» Required action
Reproduce word for word the passage of the acupuncture and osteoarthritis article that begins with the words containing "The researchers recruited" and ends with "by the true acupuncture group.".

» Document extract
Start of Block

Osteoarthritis , the most common type of arthritis, is caused by the progressive breakdown of cartilage, which normally acts as a cushion between the bones in a joint. More than 20 million people in the United States suffer from the pain and limited movement associated with osteoarthritis.

Treatments for osteoarthritis aim to relieve pain, reduce inflammation, and improve movement of the joints. These treatments range from non-drug therapies, such as patient education, physical therapy, exercise, and weight loss, to pharmaceutical treatments such as nonsteroidal anti-inflammatory drugs (NSAIDs) and steroid injections. These treatments are not always effective, and some can cause serious side effects. As a result, some people with arthritis turn to alternative treatments such as acupuncture.

Acupuncture is a form of ancient Chinese therapy that involves positioning special needles into specific points in the body. Previous studies testing the effectiveness of acupuncture on osteoarthritis have had mixed results.

Now, in the largest randomized, placebo-controlled trial of acupuncture to date, scientists report significant benefits of acupuncture when coupled with standard medical treatment for osteoarthritis. Published in the December 21, 2004 issue of the Annals of Internal Medicine , the study finds that patients receiving true acupuncture had significantly less pain and significantly better physical function than patients receiving sham, or fake, acupuncture.

About the Study

The researchers recruited 570 patients, ages 50 years and older, with osteoarthritis of the knee. The patients had moderate to severe knee pain over the past month, but had not had knee surgery or steroid injections over the past six months. In addition, the patients had never had acupuncture.

The patients were randomly assigned to one of three groups:

  • True acupuncture. The true acupuncture group received a gradually tapering course of acupuncture treatment over 26 weeks.
  • Sham acupuncture control. The sham acupuncture group received their treatments on the same schedule as the true acupuncture group. Sham acupuncture consisted of placing fake needles on the same areas of the body as the true acupuncture group. The needles did not actually pierce the skin, but created a sensation comparable to that experienced by the true acupuncture group.
  • Education control. Patients in the education control group received 12 group sessions during which they were taught strategies for dealing with osteoarthritis.

All of the patients enrolled in the study were able to continue using any additional treatments prescribed by their doctors. At weeks eight and 26, the researchers assessed the patients’ pain and knee function.

The Findings

About half of the education control group had dropped out by the end of the study, so the researchers focused on the comparison between the true and sham acupuncture groups.

There was no significant difference in pain reduction between the true and sham acupuncture groups at eight weeks. By week 26, however, participants receiving true acupuncture were feeling significantly better than those in the control group. The true acupuncture group also experienced significantly greater improvement in knee function than the sham acupuncture control group by weeks eight and 26. There were no significant side effects associated with acupuncture.

End of Block

» Given data
Start of Block

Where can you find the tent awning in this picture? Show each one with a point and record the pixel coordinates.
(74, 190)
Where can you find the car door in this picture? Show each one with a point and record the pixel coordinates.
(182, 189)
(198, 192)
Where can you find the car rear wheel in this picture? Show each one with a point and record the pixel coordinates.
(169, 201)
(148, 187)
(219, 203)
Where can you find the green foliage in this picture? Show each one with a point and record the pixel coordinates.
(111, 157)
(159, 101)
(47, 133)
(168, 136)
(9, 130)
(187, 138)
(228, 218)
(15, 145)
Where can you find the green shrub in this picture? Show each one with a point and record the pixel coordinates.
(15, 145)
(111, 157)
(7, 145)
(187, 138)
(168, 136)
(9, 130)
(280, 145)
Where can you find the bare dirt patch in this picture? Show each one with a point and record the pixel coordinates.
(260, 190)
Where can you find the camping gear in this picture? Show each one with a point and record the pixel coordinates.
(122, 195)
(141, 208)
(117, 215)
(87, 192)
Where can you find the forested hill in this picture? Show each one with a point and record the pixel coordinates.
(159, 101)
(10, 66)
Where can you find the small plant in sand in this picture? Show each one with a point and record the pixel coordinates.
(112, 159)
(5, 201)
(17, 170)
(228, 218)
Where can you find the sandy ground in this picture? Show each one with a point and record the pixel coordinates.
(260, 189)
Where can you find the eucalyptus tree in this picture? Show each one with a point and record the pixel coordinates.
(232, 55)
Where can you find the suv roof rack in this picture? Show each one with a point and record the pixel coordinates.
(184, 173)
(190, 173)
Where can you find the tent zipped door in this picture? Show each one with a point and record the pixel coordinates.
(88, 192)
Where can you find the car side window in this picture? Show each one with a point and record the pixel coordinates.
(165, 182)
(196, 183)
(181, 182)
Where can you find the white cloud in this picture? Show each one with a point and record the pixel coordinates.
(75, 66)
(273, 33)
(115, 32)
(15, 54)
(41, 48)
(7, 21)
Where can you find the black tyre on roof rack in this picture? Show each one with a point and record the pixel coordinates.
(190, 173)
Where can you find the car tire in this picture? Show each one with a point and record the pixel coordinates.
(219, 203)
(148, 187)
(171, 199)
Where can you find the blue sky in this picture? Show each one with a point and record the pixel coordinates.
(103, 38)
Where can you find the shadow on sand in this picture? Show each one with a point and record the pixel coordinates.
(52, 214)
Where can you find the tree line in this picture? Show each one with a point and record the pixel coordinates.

End of Block

» Worked solution
The researchers recruited 570 patients, ages 50 years and older, with osteoarthritis of the knee. The patients had moderate to severe knee pain over the past month, but had not had knee surgery or steroid injections over the past six months. In addition, the patients had never had acupuncture.

The patients were randomly assigned to one of three groups:

  • True acupuncture. The true acupuncture group received a gradually tapering course of acupuncture treatment over 26 weeks.
  • Sham acupuncture control. The sham acupuncture group received their treatments on the same schedule as the true acupuncture group. Sham acupuncture consisted of placing fake needles on the same areas of the body as the true acupuncture group. The needles did not actually pierce the skin, but created a sensation comparable to that experienced by the true acupuncture group.